* REQUIRED ACTION
Please return the data word for word and leave out any picture it contains.
****
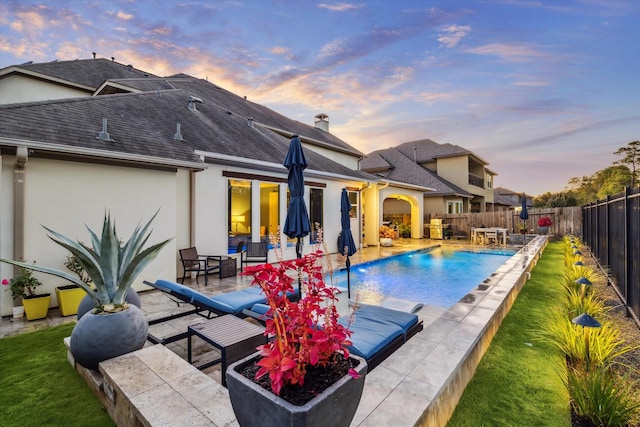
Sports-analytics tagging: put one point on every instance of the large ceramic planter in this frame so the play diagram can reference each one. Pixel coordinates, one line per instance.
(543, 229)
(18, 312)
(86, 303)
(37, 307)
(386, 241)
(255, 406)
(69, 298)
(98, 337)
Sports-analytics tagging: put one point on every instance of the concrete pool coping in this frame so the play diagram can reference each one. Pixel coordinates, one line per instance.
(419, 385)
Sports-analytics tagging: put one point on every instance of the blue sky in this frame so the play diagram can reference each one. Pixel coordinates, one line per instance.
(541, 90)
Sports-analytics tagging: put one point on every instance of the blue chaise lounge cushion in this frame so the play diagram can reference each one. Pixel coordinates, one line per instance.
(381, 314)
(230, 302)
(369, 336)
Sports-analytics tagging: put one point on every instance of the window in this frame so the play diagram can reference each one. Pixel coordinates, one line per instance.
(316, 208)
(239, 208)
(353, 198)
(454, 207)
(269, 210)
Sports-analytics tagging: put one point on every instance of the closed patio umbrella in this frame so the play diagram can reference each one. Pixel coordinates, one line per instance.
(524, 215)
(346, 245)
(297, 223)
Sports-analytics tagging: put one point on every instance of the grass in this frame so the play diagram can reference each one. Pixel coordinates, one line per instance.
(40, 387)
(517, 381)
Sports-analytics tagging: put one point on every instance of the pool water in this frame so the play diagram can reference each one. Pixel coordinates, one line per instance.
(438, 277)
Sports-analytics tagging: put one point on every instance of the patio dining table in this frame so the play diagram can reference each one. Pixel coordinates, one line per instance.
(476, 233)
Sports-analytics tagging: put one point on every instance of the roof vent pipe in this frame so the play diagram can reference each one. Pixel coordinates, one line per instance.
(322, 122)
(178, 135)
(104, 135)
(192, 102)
****
* WRITTEN ANSWER
Sports-analytics tagging: put one point on every instance of the large ceramic planter in this frame so the play diagram can reference each one. Pixel coordinates, one line per instance.
(543, 229)
(18, 312)
(86, 303)
(37, 307)
(386, 241)
(255, 406)
(69, 298)
(98, 337)
Sports-analytics tagging: put one point on every instance of the concrete pool coping in this frame so the play diagram can reference each one. Pixel coordinates, one line per instance.
(419, 385)
Sports-analytics tagging: put one point on every instance of the blue sky in this frame so the play diagram can reference each one. Pixel coordinates, one line per instance.
(541, 90)
Sports-analytics tagging: put one point on every instance of the blue chaise lounge cushion in this frame so the play diagram can reference each one. Pixel coordinates, one line per instance.
(381, 314)
(230, 302)
(369, 336)
Sports-analytics tagging: put one point on every instance of the window in this frame so the play diagram can reference each one. Pixel coordinates, one line per instance.
(316, 208)
(239, 208)
(353, 198)
(454, 207)
(269, 210)
Sports-analytics tagging: put one point on every instance of the closed patio umbrella in this frame so the play diagram can reference each one. Pixel coordinates, one line per instance.
(524, 215)
(346, 245)
(297, 223)
Sports-analytics tagging: put one point on every instance of the grass in this frame so the play diagram can reference each one. Pixel coordinates, one line per instance.
(40, 387)
(517, 381)
Sports-analytics tagging: put one point on every instance of the pool water in this frame so the play diagram can reference each one. Pixel coordinates, one line per instance.
(438, 277)
Sports-analytics tagging: put one point on every instance of the patio dining table in this frame so the play diagram can reference each one. Pixel coordinates, one line per instance.
(476, 233)
Sports-analytics tagging: put one point on every instance of the roof vent pipe in this frame so the play diagram can reference each one. Pixel coordinates, one line per instance.
(322, 122)
(178, 135)
(104, 135)
(192, 102)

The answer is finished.